── EXTRAIT DU DOCUMENT

L’académie de Nancy-Metz a signé le 16 juillet 2019 une convention-cadre « Plurilinguisme et transfrontalier » avec la Région Grand Est, l’Université de Lorraine et les départements de Meurthe-et-Moselle, de Meuse et des Vosges. Le département de la Moselle n’en est pas signataire bien que la Moselle soit incluse dans le champ d’application territoriale de la convention, ce qui permet légitimement de conclure qu’aucune convention spécifique n’est envisagée
Une définition tronquée de la langue
Cette convention met sur le même plan la Moselle et les autres départements lorrains en matière d’enseignement de l’allemand et du luxembourgeois. Elle nie une réalité incontestable : la Moselle germanophone fait partie intégrante depuis près de 2000 ans de l’espace germanophone et l’allemand standard y a été depuis quelque 500 ans l’expression écrite de la langue populaire : langue des actes officiels jusqu’en 1748 voire 1793 dans certaines zones, langue quasi exclusive de l’école jusque vers 1850, langue des églises et langue de la littérature avec Wolfgang Musculus (Dieuze), Johann Nikolaus Weislinger (Puttelange), Johann Salzmann (Sarralbe) et bien entendu deux grands noms de la littérature allemande : Johann Fischart et Johann Michael Moscherosch, qui furent respectivement baillis de Forbach et de Créhange puis Fénétrange. Il est évident qu’une langue ne s’enseigne pas dans le même esprit quand elle est langue historique et régionale et imprègne l’environnement immédiat, comme c’est le cas de l’allemand et du luxembourgeois en Moselle, et quand il s’agit d’une langue étrangère, comme dans la Meuse ou les Vosges. L’Académie de Nancy-Metz et le Grand-Est réussissent pourtant ce tour de force.

────
── SEGMENT DE DONNÉES

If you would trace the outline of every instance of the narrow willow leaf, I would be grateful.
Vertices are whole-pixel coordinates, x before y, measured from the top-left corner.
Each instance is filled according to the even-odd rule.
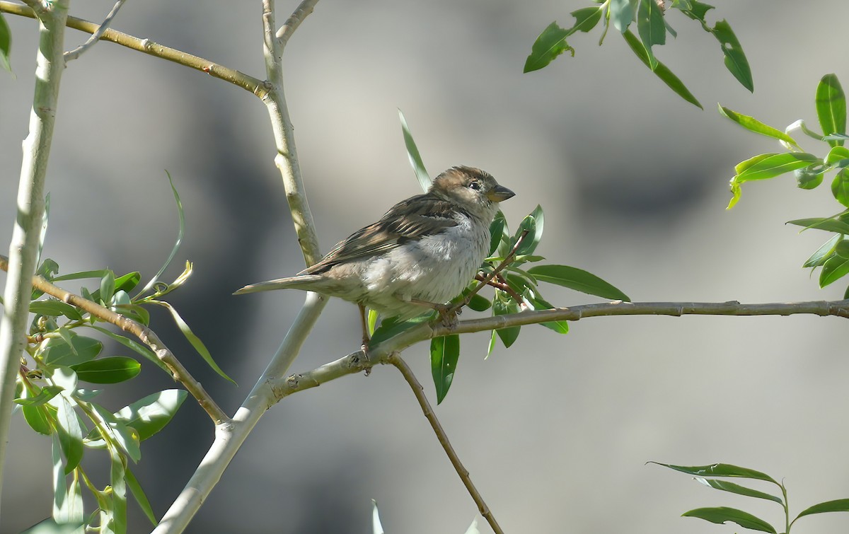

────

# TRAVAIL DEMANDÉ:
1. Répondez aux questions suivantes à partir du texte sur la convention « Plurilinguisme et transfrontalier ».
(a) À quelle date la convention a-t-elle été signée ?
(b) Quel département n'en est pas signataire ?
(c) Jusque vers quelle année l'allemand a-t-il été la langue quasi exclusive de l'école ?
2. Rédigez la suite du texte sur la convention « Plurilinguisme et transfrontalier » à partir de sa dernière phrase.

# RÉPONSES PAR EXERCICE:
1.
(a) Le 16 juillet 2019.
(b) La Moselle.
(c) Jusque vers 1850.

2.
La langue régionale d’Alsace et de Moselle a été clairement définie dans divers textes publiés au Bulletin Officiel de l’Education Nationale : « La langue régionale existe en Alsace et en Moselle sous deux formes : les dialectes alémaniques et franciques parlés en Alsace et en Moselle, dialectes de l’allemand, d’une part, l’allemand standard d’autre part. L’allemand présente, en effet, du point de vue éducatif, la triple vertu d’être à la fois l’expression écrite et la langue de référence des dialectes régionaux, la langue des pays les plus voisins et une grande langue de diffusion européenne et internationale », « l’allemand standard est la langue de référence de tous les dialectes de l’espace considéré (à l’exception du luxembourgeois) » . Cette définition sous-tend logiquement la « convention-cadre portant sur la politique régionale plurilingue en Alsace 2015-2030 » applicable dans l’académie de Strasbourg. Celle-ci insiste sur l’enseignement de et en allemand en tant que langue régionale, le lien entre allemand standard et dialectes alsaciens et sur le fait que cet enseignement s’inscrit dans un contexte culturel et historique régional spécifique tout en étant ouvert sur l’espace rhénan. Dans la nouvelle convention de l’Académie Nancy-Metz, l’allemand et le luxembourgeois ne sont en revanche appréhendés que comme « langues du voisin » donc étrangères (une contre-vérité dans le cas de la Moselle) et sans lien avec le contexte culturel et historique local.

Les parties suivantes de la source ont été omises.